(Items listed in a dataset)
= = =

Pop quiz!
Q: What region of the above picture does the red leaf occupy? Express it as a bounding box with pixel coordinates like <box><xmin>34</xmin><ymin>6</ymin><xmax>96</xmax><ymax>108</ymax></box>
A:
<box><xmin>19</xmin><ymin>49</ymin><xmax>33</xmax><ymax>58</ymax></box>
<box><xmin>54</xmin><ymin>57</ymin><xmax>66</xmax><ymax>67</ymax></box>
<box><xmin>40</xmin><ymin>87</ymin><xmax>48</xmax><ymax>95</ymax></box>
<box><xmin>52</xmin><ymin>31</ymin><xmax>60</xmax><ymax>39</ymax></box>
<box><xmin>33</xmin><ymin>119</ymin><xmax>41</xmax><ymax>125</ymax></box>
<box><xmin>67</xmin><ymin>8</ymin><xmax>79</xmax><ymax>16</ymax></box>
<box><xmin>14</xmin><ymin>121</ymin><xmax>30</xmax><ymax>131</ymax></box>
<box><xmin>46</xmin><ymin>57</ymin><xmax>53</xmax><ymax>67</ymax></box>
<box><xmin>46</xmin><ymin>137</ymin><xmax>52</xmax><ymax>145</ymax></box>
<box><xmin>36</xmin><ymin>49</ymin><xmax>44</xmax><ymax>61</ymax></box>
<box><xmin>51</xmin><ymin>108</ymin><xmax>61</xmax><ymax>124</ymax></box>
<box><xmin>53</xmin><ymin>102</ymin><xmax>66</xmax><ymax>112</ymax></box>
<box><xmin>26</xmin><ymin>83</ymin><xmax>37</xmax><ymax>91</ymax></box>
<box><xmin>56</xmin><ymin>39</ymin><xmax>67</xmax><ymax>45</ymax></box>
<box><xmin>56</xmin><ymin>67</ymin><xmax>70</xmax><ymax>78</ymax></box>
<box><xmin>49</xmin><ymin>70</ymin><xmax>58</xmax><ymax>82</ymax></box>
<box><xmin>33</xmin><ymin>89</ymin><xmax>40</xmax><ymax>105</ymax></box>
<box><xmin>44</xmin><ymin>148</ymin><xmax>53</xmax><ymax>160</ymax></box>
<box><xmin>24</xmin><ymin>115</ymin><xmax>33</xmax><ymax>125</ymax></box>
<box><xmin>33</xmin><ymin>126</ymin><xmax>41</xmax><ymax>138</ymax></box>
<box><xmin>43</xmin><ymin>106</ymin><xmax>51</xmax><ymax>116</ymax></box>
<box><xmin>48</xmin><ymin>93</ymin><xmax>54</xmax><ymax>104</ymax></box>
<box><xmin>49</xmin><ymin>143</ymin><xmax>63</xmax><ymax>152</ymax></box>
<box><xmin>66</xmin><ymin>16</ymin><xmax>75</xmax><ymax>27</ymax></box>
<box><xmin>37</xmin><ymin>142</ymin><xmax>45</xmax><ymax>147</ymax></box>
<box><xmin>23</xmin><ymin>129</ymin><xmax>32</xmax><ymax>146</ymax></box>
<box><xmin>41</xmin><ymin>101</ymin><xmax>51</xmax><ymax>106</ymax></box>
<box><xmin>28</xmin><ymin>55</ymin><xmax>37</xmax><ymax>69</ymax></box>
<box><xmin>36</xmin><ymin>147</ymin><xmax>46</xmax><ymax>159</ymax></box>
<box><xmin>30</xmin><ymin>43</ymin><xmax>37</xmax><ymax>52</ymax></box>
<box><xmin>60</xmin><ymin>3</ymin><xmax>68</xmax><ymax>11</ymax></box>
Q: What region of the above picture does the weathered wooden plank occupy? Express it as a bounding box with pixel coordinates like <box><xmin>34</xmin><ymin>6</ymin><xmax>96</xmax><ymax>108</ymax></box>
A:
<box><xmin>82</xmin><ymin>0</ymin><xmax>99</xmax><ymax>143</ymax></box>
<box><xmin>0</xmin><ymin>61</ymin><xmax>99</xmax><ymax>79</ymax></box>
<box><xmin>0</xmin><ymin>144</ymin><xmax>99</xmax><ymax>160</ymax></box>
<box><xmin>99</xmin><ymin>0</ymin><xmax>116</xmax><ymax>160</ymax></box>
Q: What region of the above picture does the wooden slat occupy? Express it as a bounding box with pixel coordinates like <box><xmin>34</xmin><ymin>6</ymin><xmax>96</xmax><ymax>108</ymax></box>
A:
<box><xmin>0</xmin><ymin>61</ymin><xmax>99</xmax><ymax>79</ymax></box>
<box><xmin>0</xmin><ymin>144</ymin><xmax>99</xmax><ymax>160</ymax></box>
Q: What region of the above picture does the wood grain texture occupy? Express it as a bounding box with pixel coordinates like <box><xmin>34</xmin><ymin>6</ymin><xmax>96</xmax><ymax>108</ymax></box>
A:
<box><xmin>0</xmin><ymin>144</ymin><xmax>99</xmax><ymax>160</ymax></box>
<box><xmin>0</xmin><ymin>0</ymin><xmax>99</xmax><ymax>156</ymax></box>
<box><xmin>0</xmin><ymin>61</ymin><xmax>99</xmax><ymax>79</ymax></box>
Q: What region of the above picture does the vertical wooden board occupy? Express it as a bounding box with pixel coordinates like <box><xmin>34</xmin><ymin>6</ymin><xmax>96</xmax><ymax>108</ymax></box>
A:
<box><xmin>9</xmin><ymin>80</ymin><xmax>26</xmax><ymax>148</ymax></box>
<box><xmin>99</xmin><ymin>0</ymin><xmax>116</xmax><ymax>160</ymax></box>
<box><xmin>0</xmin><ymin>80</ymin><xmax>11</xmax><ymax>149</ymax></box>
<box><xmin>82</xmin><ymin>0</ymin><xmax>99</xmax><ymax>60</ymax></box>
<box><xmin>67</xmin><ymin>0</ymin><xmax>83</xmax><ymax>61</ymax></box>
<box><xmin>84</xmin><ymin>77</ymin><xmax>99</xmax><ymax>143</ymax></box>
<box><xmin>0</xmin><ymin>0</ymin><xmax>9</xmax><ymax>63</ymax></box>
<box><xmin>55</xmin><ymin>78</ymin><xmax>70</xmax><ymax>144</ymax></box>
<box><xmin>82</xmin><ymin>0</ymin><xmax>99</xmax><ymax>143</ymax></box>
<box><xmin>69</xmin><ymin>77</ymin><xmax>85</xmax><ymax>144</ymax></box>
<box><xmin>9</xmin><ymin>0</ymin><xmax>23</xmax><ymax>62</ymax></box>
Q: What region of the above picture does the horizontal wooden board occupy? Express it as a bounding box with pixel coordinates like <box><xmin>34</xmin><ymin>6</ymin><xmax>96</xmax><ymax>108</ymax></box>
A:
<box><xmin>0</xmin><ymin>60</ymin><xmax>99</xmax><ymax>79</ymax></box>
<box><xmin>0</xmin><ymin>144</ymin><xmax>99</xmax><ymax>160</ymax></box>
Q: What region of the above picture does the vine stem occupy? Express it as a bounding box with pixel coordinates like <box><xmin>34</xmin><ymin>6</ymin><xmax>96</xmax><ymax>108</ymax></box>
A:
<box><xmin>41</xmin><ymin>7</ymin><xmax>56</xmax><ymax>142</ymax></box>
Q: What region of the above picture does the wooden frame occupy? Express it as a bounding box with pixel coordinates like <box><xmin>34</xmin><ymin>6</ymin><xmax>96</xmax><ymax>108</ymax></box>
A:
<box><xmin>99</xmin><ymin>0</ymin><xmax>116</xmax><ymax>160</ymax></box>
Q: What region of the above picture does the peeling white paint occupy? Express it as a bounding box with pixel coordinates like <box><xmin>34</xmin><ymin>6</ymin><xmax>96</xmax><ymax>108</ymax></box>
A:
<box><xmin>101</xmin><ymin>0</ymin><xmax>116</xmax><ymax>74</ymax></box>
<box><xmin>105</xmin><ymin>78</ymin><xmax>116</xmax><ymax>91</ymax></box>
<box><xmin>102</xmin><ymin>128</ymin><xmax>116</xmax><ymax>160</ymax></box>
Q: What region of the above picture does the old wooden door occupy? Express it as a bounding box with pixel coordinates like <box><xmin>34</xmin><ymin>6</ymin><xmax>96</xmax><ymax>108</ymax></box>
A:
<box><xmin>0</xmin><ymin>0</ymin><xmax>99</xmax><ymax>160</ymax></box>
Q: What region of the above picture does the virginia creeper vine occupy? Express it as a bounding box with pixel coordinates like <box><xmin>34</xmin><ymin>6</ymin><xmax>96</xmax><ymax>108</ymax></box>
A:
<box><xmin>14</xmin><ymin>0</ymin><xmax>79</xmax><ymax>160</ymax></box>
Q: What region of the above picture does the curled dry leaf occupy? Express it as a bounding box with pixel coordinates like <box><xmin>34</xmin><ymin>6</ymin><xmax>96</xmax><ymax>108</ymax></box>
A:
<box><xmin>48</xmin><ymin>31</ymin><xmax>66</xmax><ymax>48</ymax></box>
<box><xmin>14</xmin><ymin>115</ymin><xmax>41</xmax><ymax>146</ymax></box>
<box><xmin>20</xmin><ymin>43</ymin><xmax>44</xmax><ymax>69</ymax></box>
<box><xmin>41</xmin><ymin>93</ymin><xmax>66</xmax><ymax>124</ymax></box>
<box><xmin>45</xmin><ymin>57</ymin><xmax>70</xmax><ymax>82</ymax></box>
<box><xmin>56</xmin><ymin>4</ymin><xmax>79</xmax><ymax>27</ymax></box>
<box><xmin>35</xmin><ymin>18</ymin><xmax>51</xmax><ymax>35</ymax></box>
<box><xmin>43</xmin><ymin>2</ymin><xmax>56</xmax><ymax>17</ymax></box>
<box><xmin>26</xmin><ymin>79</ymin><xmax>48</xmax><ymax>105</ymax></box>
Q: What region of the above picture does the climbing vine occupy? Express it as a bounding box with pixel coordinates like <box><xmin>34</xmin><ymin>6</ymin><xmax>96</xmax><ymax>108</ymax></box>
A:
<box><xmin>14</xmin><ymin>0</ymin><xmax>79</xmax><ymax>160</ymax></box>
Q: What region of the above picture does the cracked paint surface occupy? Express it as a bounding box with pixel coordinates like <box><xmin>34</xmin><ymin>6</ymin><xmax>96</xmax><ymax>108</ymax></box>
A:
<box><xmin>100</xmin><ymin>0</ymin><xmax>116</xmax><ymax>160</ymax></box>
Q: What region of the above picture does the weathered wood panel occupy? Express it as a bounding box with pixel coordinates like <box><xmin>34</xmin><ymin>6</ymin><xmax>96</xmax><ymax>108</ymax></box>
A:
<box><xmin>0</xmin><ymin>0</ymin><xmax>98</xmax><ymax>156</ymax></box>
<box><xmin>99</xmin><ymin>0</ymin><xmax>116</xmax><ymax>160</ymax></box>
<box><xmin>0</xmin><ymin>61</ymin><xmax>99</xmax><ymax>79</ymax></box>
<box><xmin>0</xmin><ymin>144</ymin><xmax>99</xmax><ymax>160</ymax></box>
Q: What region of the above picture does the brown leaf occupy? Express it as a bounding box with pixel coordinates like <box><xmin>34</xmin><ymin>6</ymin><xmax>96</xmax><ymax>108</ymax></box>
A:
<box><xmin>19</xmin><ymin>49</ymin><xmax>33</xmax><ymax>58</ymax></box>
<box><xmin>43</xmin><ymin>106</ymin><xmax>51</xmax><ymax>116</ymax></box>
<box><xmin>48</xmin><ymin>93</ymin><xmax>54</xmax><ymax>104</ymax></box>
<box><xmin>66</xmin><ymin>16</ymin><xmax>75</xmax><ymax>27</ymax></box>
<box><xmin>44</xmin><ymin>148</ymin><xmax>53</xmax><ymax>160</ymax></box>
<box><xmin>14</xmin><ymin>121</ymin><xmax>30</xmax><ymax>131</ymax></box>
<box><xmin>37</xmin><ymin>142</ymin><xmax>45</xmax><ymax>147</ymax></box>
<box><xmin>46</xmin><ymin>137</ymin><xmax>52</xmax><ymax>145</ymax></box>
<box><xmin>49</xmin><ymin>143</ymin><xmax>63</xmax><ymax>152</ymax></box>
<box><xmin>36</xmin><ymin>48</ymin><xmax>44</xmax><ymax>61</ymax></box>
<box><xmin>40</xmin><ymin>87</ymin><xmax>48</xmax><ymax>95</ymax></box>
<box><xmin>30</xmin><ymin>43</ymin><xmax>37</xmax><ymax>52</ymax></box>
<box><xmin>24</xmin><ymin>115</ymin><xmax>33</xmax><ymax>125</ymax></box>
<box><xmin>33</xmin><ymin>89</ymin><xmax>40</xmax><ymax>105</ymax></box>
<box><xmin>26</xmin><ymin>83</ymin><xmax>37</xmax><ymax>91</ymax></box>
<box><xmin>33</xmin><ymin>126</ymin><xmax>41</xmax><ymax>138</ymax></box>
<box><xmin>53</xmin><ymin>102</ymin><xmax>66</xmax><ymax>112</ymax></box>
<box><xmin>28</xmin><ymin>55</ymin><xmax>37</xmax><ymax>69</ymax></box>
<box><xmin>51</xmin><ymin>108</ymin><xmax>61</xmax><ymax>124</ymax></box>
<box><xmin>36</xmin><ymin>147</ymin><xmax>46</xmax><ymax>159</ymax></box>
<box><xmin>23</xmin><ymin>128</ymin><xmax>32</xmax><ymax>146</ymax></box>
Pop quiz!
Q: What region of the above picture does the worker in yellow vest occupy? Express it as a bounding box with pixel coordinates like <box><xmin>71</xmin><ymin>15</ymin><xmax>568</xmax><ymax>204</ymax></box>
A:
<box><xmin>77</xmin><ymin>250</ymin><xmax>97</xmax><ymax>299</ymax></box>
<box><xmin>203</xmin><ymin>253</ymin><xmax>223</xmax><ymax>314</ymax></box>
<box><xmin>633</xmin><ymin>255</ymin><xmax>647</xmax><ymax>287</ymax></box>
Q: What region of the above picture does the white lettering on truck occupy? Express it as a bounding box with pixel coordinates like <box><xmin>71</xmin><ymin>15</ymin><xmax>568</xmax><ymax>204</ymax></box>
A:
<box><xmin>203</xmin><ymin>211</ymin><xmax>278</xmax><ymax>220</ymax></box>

= = =

Short task
Rewrite the data as a Markdown table with the columns "n" and "Line," covering everything from the line containing "Q: What region of the above picture does the white" through the end of the data. Number each row and leave out any blank lines.

Worked answer
| n | Line |
|---|---|
| 1 | Q: What region of the above picture does the white lettering on truck occupy? Express it as a bounding box with pixel coordinates like <box><xmin>71</xmin><ymin>15</ymin><xmax>568</xmax><ymax>204</ymax></box> |
| 2 | A: |
| 3 | <box><xmin>203</xmin><ymin>211</ymin><xmax>278</xmax><ymax>220</ymax></box> |